WHAT THE TASK REQUIRES
Write out, unchanged, the lines from the one holding "Practice step: find the balcony railing" to the close of the listing. Both the first and last lines belong in it.

DATA PROVIDED
****************************************

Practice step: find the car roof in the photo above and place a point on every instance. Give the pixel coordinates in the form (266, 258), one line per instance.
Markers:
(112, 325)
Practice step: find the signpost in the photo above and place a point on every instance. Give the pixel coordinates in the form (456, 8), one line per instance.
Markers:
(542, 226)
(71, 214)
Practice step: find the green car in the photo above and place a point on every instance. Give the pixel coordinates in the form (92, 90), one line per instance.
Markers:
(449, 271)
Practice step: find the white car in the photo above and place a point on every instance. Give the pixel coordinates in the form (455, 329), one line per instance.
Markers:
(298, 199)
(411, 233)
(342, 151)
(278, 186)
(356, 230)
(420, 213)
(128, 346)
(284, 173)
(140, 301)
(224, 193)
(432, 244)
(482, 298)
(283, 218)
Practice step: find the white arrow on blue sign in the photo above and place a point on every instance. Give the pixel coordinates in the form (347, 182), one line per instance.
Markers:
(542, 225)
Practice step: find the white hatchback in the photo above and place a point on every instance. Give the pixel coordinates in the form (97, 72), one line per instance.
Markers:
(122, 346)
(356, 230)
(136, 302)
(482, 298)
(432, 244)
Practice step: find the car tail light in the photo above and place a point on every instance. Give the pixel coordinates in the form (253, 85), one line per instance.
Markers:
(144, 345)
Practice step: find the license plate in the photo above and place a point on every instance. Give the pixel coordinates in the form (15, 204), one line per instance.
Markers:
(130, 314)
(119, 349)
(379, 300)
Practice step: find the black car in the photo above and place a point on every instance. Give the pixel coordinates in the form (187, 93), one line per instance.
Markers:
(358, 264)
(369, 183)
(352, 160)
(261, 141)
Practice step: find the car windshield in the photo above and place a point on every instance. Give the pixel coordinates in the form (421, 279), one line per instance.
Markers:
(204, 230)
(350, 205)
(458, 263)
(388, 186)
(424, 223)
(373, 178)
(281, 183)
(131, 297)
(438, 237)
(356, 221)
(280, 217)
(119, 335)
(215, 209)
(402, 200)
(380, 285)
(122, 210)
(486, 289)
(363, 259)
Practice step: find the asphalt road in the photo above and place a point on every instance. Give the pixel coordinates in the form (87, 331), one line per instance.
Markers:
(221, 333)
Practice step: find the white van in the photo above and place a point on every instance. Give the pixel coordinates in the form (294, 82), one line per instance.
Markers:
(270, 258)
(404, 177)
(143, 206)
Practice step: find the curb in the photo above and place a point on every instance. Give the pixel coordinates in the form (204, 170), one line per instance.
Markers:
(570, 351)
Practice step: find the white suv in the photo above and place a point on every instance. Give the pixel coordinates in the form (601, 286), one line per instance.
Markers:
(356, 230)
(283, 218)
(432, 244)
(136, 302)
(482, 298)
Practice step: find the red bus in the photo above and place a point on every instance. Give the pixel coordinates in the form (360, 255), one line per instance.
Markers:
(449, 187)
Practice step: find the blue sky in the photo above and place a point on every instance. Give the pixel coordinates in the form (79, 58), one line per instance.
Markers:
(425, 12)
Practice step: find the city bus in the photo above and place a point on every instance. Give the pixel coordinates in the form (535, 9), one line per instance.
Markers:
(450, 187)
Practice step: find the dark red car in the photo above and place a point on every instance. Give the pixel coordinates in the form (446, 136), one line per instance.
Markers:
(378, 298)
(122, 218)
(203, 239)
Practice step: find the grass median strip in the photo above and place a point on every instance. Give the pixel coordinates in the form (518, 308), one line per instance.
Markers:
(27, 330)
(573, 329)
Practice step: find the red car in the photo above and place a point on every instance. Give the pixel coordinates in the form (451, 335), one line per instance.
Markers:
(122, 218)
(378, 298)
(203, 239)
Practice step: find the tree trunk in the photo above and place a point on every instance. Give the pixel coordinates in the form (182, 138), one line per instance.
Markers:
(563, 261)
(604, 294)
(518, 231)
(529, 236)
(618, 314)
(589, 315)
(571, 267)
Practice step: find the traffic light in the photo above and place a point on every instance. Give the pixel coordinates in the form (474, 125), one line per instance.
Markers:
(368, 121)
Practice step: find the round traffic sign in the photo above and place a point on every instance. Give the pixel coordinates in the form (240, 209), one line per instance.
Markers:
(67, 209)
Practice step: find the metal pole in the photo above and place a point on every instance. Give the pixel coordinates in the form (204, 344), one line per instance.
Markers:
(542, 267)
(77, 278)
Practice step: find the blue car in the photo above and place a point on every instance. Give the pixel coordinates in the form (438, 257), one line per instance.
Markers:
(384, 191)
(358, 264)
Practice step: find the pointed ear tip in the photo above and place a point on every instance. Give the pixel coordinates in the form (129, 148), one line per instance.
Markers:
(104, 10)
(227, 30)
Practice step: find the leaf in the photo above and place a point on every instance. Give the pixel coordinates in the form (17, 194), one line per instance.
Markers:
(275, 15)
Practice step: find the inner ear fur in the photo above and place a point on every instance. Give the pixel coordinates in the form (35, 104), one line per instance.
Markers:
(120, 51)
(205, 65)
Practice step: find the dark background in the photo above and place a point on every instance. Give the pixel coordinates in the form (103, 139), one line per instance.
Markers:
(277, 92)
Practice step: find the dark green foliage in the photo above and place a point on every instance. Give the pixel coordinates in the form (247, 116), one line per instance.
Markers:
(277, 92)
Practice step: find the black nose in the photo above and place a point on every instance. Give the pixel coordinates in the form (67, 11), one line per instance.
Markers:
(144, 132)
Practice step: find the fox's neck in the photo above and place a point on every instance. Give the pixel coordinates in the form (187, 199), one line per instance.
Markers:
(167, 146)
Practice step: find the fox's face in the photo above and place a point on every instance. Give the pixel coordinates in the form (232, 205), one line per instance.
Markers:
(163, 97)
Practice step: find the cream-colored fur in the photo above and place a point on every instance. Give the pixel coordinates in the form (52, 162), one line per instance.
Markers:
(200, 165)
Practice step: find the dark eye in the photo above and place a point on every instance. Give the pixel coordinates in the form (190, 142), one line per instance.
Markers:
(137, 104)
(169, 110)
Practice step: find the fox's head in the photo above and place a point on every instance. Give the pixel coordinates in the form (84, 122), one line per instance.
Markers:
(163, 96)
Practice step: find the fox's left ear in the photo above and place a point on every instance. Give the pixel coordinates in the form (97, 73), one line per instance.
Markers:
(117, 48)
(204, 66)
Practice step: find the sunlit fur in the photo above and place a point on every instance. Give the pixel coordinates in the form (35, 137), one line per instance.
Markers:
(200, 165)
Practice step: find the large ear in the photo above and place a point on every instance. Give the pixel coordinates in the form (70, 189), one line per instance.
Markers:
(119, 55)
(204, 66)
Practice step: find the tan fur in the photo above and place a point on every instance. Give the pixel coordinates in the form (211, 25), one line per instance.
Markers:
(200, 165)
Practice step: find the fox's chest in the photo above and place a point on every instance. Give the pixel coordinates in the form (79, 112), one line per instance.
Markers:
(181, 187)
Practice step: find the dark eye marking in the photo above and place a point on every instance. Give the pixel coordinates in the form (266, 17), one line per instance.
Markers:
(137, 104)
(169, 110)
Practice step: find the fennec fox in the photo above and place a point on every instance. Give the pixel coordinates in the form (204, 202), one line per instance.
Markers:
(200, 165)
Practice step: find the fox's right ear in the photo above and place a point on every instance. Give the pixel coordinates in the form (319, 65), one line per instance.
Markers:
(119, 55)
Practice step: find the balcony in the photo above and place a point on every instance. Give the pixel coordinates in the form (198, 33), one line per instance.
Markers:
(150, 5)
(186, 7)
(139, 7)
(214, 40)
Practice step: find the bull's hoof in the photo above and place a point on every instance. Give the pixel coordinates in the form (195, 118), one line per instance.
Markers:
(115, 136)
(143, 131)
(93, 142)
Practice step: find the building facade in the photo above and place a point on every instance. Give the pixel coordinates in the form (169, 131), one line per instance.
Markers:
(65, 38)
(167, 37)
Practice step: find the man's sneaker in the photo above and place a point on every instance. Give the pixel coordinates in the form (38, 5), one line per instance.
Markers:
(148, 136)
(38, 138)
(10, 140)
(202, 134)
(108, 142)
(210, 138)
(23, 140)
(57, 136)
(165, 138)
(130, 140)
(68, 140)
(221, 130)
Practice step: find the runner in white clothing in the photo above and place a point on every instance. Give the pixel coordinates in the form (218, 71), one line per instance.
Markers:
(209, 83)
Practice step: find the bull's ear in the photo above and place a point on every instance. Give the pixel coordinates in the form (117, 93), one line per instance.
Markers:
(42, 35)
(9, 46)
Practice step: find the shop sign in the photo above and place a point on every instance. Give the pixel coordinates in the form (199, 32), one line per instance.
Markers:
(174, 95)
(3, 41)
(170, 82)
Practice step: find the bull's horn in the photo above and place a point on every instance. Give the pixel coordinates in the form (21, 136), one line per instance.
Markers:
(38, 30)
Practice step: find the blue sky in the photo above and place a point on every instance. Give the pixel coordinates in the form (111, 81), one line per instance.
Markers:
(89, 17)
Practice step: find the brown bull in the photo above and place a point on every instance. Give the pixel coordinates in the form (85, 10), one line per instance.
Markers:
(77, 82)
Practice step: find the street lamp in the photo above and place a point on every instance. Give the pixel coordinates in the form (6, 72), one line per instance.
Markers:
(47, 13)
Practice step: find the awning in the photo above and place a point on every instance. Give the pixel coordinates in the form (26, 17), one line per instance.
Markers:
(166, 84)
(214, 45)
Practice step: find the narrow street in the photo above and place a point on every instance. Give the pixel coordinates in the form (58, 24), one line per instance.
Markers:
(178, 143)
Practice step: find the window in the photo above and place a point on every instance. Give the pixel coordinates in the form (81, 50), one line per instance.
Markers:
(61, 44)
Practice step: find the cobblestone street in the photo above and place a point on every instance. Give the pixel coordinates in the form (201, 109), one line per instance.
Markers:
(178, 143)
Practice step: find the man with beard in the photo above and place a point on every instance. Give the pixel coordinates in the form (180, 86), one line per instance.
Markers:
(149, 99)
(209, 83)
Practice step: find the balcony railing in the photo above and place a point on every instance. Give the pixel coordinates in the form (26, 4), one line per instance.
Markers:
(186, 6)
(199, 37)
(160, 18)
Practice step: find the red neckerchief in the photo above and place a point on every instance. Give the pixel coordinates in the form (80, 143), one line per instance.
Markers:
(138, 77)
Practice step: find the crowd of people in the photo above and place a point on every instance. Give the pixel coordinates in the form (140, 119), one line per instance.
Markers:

****************************************

WRITTEN SOLUTION
Practice step: find the balcony railing in the photo above and place a point on every instance. Give the pixel coordinates in the form (26, 4), one line per instance.
Markers:
(186, 6)
(199, 37)
(160, 18)
Practice step: find the red neckerchief in the photo above and place a point on every instance. Give the pixel coordinates in the form (80, 143), one line per instance.
Markers:
(138, 77)
Practice step: find the crowd of people in the photo above and place a point on every instance. Give the pixel coordinates in the form (140, 119), one line per instance.
Markers:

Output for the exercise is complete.